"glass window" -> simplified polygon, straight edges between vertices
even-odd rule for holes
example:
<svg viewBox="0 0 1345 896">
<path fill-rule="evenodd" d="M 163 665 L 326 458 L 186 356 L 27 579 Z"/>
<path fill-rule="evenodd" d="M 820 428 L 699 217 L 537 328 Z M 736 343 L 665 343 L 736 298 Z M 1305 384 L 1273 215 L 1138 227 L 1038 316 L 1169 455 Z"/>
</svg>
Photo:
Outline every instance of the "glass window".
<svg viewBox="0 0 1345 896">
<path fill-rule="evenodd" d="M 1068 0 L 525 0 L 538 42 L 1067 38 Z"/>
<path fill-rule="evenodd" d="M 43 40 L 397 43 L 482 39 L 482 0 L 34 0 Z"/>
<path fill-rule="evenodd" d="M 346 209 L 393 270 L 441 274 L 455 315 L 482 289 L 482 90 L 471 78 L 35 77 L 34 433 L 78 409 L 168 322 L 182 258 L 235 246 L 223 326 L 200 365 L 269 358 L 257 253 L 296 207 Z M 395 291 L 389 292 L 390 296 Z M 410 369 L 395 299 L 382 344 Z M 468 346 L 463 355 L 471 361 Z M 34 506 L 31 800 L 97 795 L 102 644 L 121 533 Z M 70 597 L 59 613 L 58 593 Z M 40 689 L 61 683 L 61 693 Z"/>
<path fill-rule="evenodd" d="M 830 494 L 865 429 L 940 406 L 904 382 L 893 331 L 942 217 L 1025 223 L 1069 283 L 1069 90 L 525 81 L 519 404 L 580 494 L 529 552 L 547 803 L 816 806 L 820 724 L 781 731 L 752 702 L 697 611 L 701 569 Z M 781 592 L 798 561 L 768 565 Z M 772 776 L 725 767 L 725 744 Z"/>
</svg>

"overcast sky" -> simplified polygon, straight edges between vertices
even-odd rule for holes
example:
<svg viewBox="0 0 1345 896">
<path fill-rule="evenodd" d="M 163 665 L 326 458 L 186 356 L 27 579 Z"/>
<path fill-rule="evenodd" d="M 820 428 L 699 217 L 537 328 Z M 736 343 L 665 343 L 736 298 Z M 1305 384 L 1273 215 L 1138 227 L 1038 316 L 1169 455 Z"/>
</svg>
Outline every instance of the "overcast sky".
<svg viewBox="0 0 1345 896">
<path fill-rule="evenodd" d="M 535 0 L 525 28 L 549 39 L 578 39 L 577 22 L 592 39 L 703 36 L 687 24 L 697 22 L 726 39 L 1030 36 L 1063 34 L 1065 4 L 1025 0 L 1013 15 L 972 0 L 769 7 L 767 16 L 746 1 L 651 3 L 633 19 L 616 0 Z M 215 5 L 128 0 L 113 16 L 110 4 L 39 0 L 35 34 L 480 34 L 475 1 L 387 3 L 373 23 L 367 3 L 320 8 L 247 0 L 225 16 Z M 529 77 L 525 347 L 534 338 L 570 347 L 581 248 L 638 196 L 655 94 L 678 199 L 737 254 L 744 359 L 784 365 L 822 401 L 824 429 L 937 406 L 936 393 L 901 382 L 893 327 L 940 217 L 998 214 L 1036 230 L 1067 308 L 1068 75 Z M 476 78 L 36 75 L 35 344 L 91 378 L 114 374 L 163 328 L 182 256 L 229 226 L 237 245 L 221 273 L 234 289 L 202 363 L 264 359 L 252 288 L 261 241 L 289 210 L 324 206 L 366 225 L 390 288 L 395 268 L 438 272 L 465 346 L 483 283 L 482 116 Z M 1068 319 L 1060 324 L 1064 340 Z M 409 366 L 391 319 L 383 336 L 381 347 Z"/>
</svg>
*-*-*
What is expected: Extract all the entries word for word.

Answer to this problem:
"glass window" -> simplified polygon, straight edges between vertices
even-odd rule for holes
example:
<svg viewBox="0 0 1345 896">
<path fill-rule="evenodd" d="M 163 665 L 326 458 L 186 356 L 27 579 Z"/>
<path fill-rule="evenodd" d="M 820 428 L 699 217 L 537 328 Z M 736 343 L 665 343 L 736 298 Z M 1305 384 L 1273 215 L 1138 227 L 1038 316 L 1169 455 Z"/>
</svg>
Photo:
Outline every instance of the "glass window".
<svg viewBox="0 0 1345 896">
<path fill-rule="evenodd" d="M 1068 0 L 525 0 L 538 42 L 1067 38 Z"/>
<path fill-rule="evenodd" d="M 43 40 L 397 43 L 482 39 L 482 0 L 34 0 Z"/>
<path fill-rule="evenodd" d="M 346 209 L 393 270 L 441 274 L 455 315 L 482 289 L 482 90 L 471 78 L 35 77 L 34 433 L 78 409 L 168 322 L 182 258 L 235 246 L 223 326 L 200 365 L 269 358 L 257 253 L 296 207 Z M 395 291 L 389 292 L 390 296 Z M 410 369 L 395 299 L 382 344 Z M 468 346 L 463 355 L 471 361 Z M 34 506 L 31 800 L 97 795 L 102 644 L 121 533 Z M 70 597 L 59 613 L 58 593 Z M 40 689 L 61 683 L 61 693 Z"/>
<path fill-rule="evenodd" d="M 830 494 L 865 429 L 940 406 L 904 382 L 893 331 L 942 217 L 1025 223 L 1069 283 L 1069 90 L 525 81 L 519 404 L 580 494 L 529 552 L 547 803 L 816 806 L 820 724 L 781 731 L 752 702 L 697 611 L 701 569 Z M 781 592 L 798 561 L 768 565 Z M 772 776 L 725 767 L 725 744 Z"/>
</svg>

"overcast sky" -> simplified polygon, straight edges between vertices
even-odd rule for holes
example:
<svg viewBox="0 0 1345 896">
<path fill-rule="evenodd" d="M 163 665 L 326 458 L 186 356 L 27 579 Z"/>
<path fill-rule="evenodd" d="M 820 428 L 699 217 L 537 328 Z M 736 343 L 665 343 L 736 298 Z M 1305 384 L 1273 215 L 1138 227 L 1038 316 L 1169 455 Z"/>
</svg>
Outline every instance of the "overcast sky".
<svg viewBox="0 0 1345 896">
<path fill-rule="evenodd" d="M 535 0 L 525 28 L 549 39 L 578 39 L 577 22 L 592 39 L 703 36 L 687 24 L 697 22 L 726 39 L 1030 36 L 1063 34 L 1065 4 L 1025 0 L 1013 15 L 972 0 L 769 7 L 767 16 L 746 1 L 651 3 L 633 19 L 616 0 Z M 215 5 L 128 0 L 113 16 L 110 4 L 39 0 L 35 34 L 480 34 L 475 1 L 387 3 L 373 23 L 367 3 L 320 8 L 247 0 L 225 16 Z M 529 77 L 525 347 L 534 338 L 570 347 L 581 248 L 638 196 L 655 94 L 678 199 L 737 254 L 744 359 L 784 365 L 822 401 L 824 429 L 937 406 L 936 393 L 901 382 L 893 327 L 940 217 L 998 214 L 1036 230 L 1067 308 L 1068 75 Z M 476 78 L 36 75 L 35 344 L 91 378 L 114 374 L 163 328 L 182 256 L 229 226 L 237 245 L 221 273 L 234 289 L 202 363 L 264 359 L 252 288 L 261 241 L 289 210 L 324 206 L 366 225 L 390 288 L 395 268 L 438 272 L 465 346 L 483 283 L 482 116 Z M 1068 319 L 1060 324 L 1064 340 Z M 409 366 L 391 319 L 383 336 L 381 347 Z"/>
</svg>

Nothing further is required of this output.